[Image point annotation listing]

## Begin

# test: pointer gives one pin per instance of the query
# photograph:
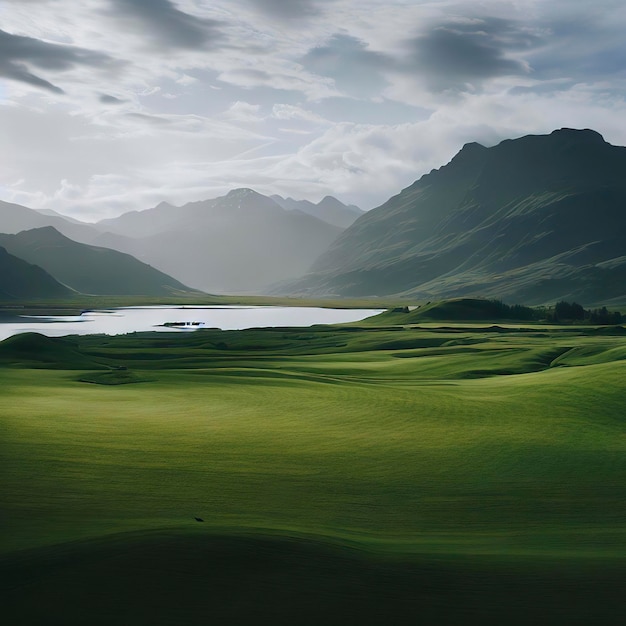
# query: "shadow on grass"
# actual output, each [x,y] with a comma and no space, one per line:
[165,577]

## End

◆ STATED PROBLEM
Rewrite the whole listing above as a numbered list with one line per item and no blank lines. Omit the picture from your answer.

◆ TASK RESPONSE
1. # test: pointer gives one pin per instance of the query
2. # photograph:
3. # query: "shadow on grass"
4. # actual output, each [x,y] with a comma and no space, one per line:
5. [165,577]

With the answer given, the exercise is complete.